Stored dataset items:
==================================================

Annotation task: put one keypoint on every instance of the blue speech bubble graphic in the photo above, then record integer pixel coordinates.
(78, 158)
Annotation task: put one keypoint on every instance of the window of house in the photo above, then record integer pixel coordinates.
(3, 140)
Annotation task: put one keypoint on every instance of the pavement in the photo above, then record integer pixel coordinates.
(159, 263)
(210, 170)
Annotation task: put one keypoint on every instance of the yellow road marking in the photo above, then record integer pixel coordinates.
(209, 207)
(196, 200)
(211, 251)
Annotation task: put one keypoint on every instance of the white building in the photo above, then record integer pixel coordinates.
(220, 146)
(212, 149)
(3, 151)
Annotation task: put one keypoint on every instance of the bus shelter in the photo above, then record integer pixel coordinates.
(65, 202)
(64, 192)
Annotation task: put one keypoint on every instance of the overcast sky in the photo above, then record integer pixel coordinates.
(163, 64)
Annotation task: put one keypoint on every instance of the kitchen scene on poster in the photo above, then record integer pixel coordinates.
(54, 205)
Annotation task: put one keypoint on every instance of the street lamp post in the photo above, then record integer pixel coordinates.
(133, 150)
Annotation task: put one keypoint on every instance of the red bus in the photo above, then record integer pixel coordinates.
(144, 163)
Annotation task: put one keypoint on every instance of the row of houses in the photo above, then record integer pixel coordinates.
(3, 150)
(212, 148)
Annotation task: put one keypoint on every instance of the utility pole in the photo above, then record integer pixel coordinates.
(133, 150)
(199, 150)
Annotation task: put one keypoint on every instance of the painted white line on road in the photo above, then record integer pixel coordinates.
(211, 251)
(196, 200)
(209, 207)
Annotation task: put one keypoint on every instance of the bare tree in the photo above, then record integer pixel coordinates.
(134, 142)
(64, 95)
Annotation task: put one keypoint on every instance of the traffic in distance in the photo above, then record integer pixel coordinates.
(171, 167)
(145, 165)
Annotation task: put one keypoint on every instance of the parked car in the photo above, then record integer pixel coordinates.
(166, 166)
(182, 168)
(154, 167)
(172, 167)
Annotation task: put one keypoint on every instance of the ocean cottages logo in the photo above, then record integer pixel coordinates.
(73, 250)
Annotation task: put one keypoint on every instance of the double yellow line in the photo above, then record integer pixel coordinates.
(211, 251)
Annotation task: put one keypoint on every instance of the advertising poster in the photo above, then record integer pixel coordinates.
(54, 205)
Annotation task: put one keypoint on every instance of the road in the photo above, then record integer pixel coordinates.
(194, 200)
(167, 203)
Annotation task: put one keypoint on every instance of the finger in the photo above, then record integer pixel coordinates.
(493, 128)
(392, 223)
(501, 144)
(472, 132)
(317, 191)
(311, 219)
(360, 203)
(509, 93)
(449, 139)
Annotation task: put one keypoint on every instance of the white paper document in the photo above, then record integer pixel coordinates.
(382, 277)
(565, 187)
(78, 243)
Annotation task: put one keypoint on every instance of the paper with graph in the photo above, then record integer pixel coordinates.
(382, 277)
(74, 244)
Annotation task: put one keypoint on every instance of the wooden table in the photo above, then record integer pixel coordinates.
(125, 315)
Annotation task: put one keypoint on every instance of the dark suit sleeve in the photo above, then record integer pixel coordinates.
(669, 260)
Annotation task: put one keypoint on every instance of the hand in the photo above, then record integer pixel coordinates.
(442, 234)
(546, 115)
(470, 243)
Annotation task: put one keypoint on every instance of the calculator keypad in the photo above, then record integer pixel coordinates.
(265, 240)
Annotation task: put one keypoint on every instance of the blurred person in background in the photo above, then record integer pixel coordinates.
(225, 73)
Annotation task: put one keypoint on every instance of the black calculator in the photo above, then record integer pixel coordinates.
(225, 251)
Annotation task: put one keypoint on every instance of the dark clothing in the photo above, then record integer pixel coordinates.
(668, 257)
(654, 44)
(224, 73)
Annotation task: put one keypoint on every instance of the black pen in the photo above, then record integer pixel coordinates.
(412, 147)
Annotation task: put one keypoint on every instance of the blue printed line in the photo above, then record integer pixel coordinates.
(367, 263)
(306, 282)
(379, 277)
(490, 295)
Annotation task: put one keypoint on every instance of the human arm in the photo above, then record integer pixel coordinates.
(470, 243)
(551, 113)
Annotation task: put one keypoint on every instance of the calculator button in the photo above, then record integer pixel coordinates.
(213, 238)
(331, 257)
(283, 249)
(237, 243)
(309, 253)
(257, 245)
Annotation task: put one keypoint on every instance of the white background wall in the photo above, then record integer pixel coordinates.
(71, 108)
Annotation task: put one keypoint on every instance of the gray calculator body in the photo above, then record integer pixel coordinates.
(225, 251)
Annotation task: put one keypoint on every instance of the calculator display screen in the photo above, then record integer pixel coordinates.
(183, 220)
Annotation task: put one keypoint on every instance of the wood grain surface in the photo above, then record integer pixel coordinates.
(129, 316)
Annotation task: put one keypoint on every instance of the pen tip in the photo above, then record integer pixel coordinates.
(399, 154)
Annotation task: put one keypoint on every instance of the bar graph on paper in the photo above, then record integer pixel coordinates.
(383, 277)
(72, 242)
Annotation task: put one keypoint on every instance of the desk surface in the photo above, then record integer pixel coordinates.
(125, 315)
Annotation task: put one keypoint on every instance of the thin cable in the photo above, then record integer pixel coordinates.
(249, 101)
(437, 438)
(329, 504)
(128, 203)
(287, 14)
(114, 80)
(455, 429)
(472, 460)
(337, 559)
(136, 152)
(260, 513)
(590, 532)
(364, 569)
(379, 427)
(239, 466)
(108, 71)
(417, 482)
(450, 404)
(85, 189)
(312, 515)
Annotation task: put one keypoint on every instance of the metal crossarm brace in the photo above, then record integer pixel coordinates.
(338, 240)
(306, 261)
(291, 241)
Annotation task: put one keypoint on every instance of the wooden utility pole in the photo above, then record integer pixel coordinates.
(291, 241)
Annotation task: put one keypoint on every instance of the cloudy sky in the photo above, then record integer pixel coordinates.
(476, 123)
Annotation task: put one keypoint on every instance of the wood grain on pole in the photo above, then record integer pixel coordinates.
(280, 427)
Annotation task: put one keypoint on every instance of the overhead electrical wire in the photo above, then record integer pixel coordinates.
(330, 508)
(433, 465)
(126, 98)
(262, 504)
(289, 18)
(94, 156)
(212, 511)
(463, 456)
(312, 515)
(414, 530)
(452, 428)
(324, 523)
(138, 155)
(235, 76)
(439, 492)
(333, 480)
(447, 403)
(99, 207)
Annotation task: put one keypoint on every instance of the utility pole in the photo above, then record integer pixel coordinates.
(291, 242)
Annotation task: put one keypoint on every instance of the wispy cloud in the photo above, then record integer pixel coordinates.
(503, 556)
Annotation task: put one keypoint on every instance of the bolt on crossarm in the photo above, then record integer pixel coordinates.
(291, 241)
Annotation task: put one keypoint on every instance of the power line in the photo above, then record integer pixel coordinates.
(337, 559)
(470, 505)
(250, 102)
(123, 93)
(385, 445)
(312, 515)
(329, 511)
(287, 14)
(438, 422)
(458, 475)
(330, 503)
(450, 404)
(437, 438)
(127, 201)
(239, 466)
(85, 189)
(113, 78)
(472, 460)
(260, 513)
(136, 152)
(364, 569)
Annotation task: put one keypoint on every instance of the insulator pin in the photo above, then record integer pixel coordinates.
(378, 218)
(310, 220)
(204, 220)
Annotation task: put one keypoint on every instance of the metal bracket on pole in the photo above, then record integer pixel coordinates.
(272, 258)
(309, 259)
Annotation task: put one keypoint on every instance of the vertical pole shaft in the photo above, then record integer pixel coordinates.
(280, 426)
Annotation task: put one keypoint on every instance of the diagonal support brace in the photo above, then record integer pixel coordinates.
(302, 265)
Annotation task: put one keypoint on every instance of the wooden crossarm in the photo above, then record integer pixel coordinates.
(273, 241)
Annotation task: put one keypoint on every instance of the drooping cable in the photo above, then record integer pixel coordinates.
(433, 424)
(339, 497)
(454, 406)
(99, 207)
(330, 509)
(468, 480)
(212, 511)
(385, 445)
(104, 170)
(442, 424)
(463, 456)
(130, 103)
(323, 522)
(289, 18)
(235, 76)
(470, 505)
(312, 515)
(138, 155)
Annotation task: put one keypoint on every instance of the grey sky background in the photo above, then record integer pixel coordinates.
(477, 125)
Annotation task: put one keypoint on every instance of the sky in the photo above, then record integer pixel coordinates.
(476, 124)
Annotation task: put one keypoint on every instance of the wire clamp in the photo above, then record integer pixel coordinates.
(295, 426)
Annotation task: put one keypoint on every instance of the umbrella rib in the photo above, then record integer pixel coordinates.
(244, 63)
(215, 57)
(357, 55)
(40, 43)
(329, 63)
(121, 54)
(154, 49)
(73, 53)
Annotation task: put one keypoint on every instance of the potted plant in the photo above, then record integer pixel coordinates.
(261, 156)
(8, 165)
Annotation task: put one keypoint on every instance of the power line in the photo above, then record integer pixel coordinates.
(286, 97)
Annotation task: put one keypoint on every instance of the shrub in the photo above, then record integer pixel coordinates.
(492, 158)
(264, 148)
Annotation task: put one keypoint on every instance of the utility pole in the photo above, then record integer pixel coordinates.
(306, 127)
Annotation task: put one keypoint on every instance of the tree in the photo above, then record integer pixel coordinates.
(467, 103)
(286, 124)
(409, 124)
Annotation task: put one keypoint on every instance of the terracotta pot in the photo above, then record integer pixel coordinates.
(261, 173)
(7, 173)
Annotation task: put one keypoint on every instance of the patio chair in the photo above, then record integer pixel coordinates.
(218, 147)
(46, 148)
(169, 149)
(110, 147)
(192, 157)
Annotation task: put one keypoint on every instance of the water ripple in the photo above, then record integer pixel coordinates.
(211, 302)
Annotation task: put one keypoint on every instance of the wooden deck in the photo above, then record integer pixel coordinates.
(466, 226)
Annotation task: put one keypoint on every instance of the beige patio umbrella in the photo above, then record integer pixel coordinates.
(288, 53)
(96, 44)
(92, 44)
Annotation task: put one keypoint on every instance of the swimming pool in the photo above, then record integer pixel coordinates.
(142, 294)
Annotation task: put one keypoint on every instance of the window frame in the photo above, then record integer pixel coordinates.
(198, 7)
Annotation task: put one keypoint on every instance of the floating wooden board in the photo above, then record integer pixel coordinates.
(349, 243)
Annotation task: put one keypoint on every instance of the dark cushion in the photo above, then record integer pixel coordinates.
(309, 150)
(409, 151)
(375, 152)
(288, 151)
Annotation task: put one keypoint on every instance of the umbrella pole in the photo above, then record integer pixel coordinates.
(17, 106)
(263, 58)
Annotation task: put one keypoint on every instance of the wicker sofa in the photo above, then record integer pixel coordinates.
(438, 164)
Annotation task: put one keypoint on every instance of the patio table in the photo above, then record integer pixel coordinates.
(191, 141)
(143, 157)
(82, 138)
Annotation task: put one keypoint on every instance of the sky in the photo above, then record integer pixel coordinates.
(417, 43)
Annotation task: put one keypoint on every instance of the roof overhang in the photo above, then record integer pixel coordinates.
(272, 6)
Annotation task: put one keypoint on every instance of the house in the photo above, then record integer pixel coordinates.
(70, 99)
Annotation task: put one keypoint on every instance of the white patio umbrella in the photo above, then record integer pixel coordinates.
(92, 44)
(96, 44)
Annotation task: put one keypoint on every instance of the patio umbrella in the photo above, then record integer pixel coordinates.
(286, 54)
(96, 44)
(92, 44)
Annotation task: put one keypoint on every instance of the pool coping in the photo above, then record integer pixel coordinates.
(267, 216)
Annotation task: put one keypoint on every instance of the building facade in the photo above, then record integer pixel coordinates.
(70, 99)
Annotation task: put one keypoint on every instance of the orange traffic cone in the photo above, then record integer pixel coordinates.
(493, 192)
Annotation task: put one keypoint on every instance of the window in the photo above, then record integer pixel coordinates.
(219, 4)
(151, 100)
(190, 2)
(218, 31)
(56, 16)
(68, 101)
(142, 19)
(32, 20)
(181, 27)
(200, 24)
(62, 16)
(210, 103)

==================================================

● **Task description**:
Starting with the line that contains "Annotation task: put one keypoint on every instance of the house", restate every line up to and including the last one above, exactly.

● **Result**:
Annotation task: put one keypoint on every instance of the house in the photo above, then record integer pixel coordinates.
(70, 99)
Annotation task: put one keypoint on every instance of the white patio umbrella in the photo above, then record integer pixel coordinates.
(92, 44)
(96, 44)
Annotation task: put one keypoint on every instance of the patio umbrella in the photo above, then record integer pixel coordinates.
(286, 54)
(96, 44)
(92, 44)
Annotation task: put one keypoint on every instance of the pool coping in the photo above, then record integer pixel coordinates.
(267, 216)
Annotation task: put one keypoint on every instance of the building facade in the photo above, then record integer pixel coordinates.
(70, 99)
Annotation task: put one keypoint on every instance of the orange traffic cone in the photo above, then record integer pixel coordinates.
(493, 192)
Annotation task: put one keypoint on every instance of the window in the photo above, then record integer pixel coordinates.
(219, 4)
(151, 100)
(190, 2)
(218, 31)
(56, 16)
(68, 101)
(142, 19)
(32, 20)
(181, 27)
(200, 24)
(62, 16)
(210, 103)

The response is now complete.